-------- Data for processing

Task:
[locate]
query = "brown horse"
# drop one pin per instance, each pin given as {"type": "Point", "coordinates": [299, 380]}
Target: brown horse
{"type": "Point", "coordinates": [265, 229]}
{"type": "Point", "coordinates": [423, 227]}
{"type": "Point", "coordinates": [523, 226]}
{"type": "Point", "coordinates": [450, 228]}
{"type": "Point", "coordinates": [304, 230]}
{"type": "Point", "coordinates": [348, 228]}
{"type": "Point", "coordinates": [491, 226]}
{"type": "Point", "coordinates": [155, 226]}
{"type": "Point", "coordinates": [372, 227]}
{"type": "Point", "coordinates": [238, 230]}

----------------

Copy the material above line for line, keeping every character unchanged.

Task:
[locate]
query = "brown horse"
# drop one pin per instance, each pin given as {"type": "Point", "coordinates": [299, 380]}
Target: brown horse
{"type": "Point", "coordinates": [265, 229]}
{"type": "Point", "coordinates": [423, 227]}
{"type": "Point", "coordinates": [523, 226]}
{"type": "Point", "coordinates": [450, 228]}
{"type": "Point", "coordinates": [304, 230]}
{"type": "Point", "coordinates": [348, 228]}
{"type": "Point", "coordinates": [491, 226]}
{"type": "Point", "coordinates": [155, 226]}
{"type": "Point", "coordinates": [372, 227]}
{"type": "Point", "coordinates": [238, 230]}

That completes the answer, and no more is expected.